Sunday, June 5, 2011

Squid with Fish Paste Soup ('You Yu Geng')

For the uninitiated, squid with fish paste would probably make you wanna run from them thar hills. But this is a Taiwanese staple, so I have nothing but love for and fond memories of this delicious stuff.


'You Yu Geng' (that's the mandarin pronunciation - I won't even try to phoneticize the Taiwanese pronunciation), is basically julienned squid wrapped in a fish paste, and it's the star in the traditional slightly sweet & sour soup called 'Geng,' loaded with assorted veggies like sliced shiitake mushrooms, bamboo shoots, carrots, wood ear fungus, seasoned with black vinegar, and then thickened with a cornstarch slurry. There's another iteration using pork instead of squid ('Rou Geng'), which can be substituted for the squid version in this recipe. If you don't have a Chinese market in your neck of the woods that stocks this ingredient, then I can't help you. I know you can make fish paste from scratch, but I'm not one who does. So there. 


Ingredients:
2 quarts of water (16 cups)
4 tbsp. chicken base (Totole brand chicken powder is the best)
1/3 bunch of cilantro, chopped
1/2 lb. of imitation crab
1 tsp. white pepper
1 tbsp. sesame oil
3 tbsp. sugar
1 medium carrot, julienned
1 pkg of vacuum-sealed bamboo shoots (use canned if you can't get these, but these taste better)
6 dried shiitake mushrooms, soaked in hot water & then sliced
1 cup of dried, shredded wood ear fungus, soaked in hot water to soften
1 pkg (around 3/4 lb.) of squid with fish paste
*Bonito shavings (I didn't add this to the recipe this time, but it's a traditional flavoring that my mom uses)
1/3 cup black vinegar
1/4 cup cornstarch

1. For the Stock: Pour 2 quarts of water to a stock pot and add chicken powder, cilantro, imitation carb, white pepper, sesame oil, and sugar. Set aside 1/2 cup of the stock to make a cornstarch slurry later on. Bring stock up to a boil, then reduce heat to medium low. Simmer 30-40 minutes. 

2. Add sliced shiitake mushrooms, wood ear fungus, julienned bamboo and carrots to the stock. Simmer for about 20 minutes. At this time, remove the imitation crab from the stock (it's done it's job flavoring the soup, so out it goes - you can still eat it if you like, but I take it out of the soup because it's not a traditional ingredient for the final product). 

3. Add the squid+fish paste to the soup and simmer over low heat about 10 minutes. Stir in 1/3 cup of black vinegar. 

4. Add 1/4 cup of cornstarch to the reserved 1/2 cup of soup stock and mix well. Turn heat up on the soup and bring to a boil. Stir in cornstarch slurry and boil for about 2-3 minutes or until soup is thickened. 

5. Serve with fresh cilantro and additional white pepper, as needed. 


Dried Shiitakes.

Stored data
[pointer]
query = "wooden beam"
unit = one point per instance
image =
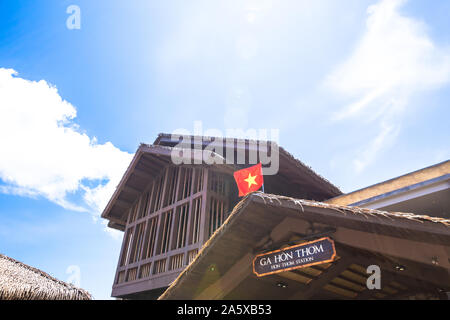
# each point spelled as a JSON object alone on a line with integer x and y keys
{"x": 123, "y": 204}
{"x": 131, "y": 190}
{"x": 143, "y": 174}
{"x": 230, "y": 280}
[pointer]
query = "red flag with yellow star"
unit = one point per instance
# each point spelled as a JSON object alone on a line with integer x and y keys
{"x": 249, "y": 179}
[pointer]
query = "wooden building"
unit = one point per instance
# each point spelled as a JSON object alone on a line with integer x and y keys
{"x": 187, "y": 235}
{"x": 168, "y": 212}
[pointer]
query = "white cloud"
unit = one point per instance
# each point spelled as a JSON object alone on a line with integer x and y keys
{"x": 43, "y": 152}
{"x": 394, "y": 60}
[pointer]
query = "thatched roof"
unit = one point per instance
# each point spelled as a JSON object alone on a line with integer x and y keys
{"x": 19, "y": 281}
{"x": 268, "y": 206}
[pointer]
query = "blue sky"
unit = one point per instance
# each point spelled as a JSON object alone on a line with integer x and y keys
{"x": 358, "y": 89}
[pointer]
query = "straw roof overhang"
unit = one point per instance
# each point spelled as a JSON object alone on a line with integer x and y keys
{"x": 19, "y": 281}
{"x": 147, "y": 164}
{"x": 263, "y": 213}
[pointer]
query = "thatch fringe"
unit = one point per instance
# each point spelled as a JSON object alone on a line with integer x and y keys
{"x": 365, "y": 212}
{"x": 19, "y": 281}
{"x": 271, "y": 198}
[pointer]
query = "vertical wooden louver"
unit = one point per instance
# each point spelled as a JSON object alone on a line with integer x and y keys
{"x": 198, "y": 182}
{"x": 166, "y": 226}
{"x": 195, "y": 220}
{"x": 182, "y": 222}
{"x": 121, "y": 277}
{"x": 216, "y": 214}
{"x": 185, "y": 185}
{"x": 176, "y": 261}
{"x": 132, "y": 273}
{"x": 150, "y": 238}
{"x": 127, "y": 246}
{"x": 160, "y": 266}
{"x": 166, "y": 231}
{"x": 137, "y": 243}
{"x": 172, "y": 178}
{"x": 191, "y": 255}
{"x": 144, "y": 271}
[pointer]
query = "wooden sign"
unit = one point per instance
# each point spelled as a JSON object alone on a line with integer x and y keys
{"x": 295, "y": 257}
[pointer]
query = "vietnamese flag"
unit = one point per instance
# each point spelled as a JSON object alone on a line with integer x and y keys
{"x": 249, "y": 179}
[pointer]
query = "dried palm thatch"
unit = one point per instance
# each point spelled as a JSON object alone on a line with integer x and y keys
{"x": 440, "y": 225}
{"x": 19, "y": 281}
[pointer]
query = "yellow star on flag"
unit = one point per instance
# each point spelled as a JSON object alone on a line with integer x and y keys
{"x": 250, "y": 180}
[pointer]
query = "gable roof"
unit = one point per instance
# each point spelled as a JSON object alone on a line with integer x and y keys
{"x": 19, "y": 281}
{"x": 150, "y": 160}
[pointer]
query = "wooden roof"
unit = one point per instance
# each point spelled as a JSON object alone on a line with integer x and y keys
{"x": 261, "y": 222}
{"x": 150, "y": 160}
{"x": 19, "y": 281}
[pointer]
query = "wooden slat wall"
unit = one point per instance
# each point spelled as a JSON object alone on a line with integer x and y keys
{"x": 181, "y": 230}
{"x": 150, "y": 238}
{"x": 165, "y": 233}
{"x": 160, "y": 266}
{"x": 176, "y": 213}
{"x": 176, "y": 261}
{"x": 195, "y": 224}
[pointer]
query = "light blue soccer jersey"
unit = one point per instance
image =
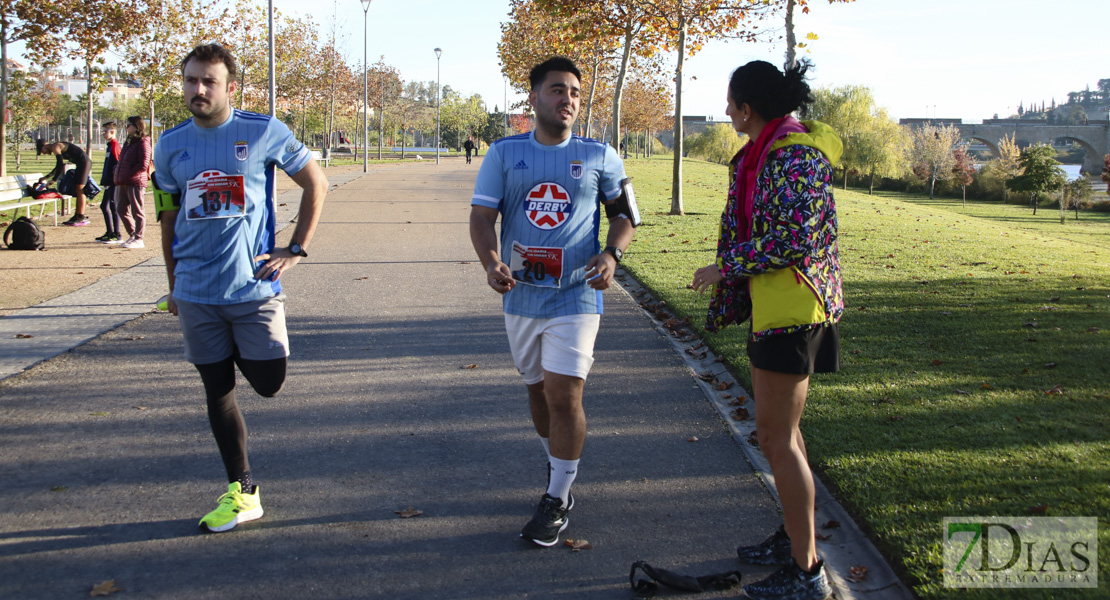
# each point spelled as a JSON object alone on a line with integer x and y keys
{"x": 548, "y": 197}
{"x": 226, "y": 217}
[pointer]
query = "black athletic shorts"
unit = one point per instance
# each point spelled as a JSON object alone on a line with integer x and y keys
{"x": 801, "y": 353}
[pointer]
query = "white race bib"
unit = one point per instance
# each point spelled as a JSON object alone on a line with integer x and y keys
{"x": 214, "y": 194}
{"x": 536, "y": 265}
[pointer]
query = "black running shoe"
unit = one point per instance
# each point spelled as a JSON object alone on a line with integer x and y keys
{"x": 790, "y": 582}
{"x": 550, "y": 521}
{"x": 773, "y": 550}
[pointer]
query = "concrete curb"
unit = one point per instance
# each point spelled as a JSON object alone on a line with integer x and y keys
{"x": 847, "y": 546}
{"x": 61, "y": 324}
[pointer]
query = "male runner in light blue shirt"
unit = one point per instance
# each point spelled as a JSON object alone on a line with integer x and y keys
{"x": 213, "y": 175}
{"x": 547, "y": 186}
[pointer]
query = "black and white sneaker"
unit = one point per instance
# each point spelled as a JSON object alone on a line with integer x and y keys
{"x": 790, "y": 582}
{"x": 773, "y": 550}
{"x": 550, "y": 521}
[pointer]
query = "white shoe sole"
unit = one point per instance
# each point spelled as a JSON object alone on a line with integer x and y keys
{"x": 242, "y": 517}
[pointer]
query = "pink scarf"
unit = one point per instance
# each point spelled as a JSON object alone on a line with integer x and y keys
{"x": 752, "y": 159}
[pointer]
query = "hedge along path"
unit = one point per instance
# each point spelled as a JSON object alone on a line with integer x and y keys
{"x": 974, "y": 364}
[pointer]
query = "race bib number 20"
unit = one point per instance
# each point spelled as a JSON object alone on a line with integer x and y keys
{"x": 535, "y": 265}
{"x": 214, "y": 194}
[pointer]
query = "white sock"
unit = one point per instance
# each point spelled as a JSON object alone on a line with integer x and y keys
{"x": 563, "y": 474}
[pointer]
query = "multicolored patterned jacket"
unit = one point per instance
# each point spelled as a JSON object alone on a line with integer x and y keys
{"x": 788, "y": 273}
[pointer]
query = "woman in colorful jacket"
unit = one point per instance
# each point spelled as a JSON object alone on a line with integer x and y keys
{"x": 131, "y": 176}
{"x": 777, "y": 262}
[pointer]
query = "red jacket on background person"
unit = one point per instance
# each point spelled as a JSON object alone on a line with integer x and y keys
{"x": 134, "y": 163}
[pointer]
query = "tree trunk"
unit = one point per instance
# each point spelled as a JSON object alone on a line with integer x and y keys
{"x": 676, "y": 179}
{"x": 589, "y": 102}
{"x": 618, "y": 90}
{"x": 3, "y": 100}
{"x": 790, "y": 40}
{"x": 88, "y": 141}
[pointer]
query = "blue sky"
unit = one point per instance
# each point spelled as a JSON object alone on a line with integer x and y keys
{"x": 965, "y": 59}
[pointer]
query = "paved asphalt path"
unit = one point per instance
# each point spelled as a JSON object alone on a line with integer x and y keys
{"x": 107, "y": 460}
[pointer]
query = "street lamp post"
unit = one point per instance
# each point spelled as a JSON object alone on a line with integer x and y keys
{"x": 439, "y": 94}
{"x": 365, "y": 88}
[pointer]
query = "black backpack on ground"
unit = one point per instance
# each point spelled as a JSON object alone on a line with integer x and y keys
{"x": 24, "y": 235}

- EXERCISE INSTRUCTIONS -
[1] In the squid soup recipe, how long should the squid with fish paste simmer over low heat?
[2] Reproduce the passage of the squid soup recipe starting with "4. Add 1/4 cup" and going on through "Dried Shiitakes.".
[3] Give what follows the last line of the squid soup recipe.

- TASK ANSWERS -
[1] About 10 minutes.

[2]
4. Add 1/4 cup of cornstarch to the reserved 1/2 cup of soup stock and mix well. Turn heat up on the soup and bring to a boil. Stir in cornstarch slurry and boil for about 2-3 minutes or until soup is thickened. 

5. Serve with fresh cilantro and additional white pepper, as needed. 


Dried Shiitakes.

[3]
Vacuum-sealed bamboo shoots. These taste a lot closer to fresh bamboo shoots than the canned variety.

Julienne the bamboo shoots.

Dried shredded wood ear (black) fungus. 

Reconstitute the shiitakes in hot water (may take about 30 minutes).

Soak wood ear fungus in hot water to soften. In the meantime, 
slice the rehydrated shiitakes.

Julienne one medium carrot.

Use 1/2 of a 1-lb. package of imitation crab for the soup base.

The holy trinity for my Chinese soup bases: sesame oil, 
Totole chicken powder, and white pepper.

Water, chicken powder, cilantro, imitation crab meat, white pepper, 
sesame oil & sugar. 

After stock has cooked 30-40 minutes, add julienned carrots, bamboo, shiitakes & wood ear fungus. Simmer for another 20 minutes.

Add squid with fish paste 'dumplings', and simmer on low heat another 10 minutes. 

Chinese black vinegar.

Add 1/3 cup of black vinegar to the soup.

Bring soup back up to a boil, then stir in cornstarch slurry. 
Cook for a few minutes until thickened.


Garnish with fresh cilantro and extra white pepper & sesame oil, according to taste.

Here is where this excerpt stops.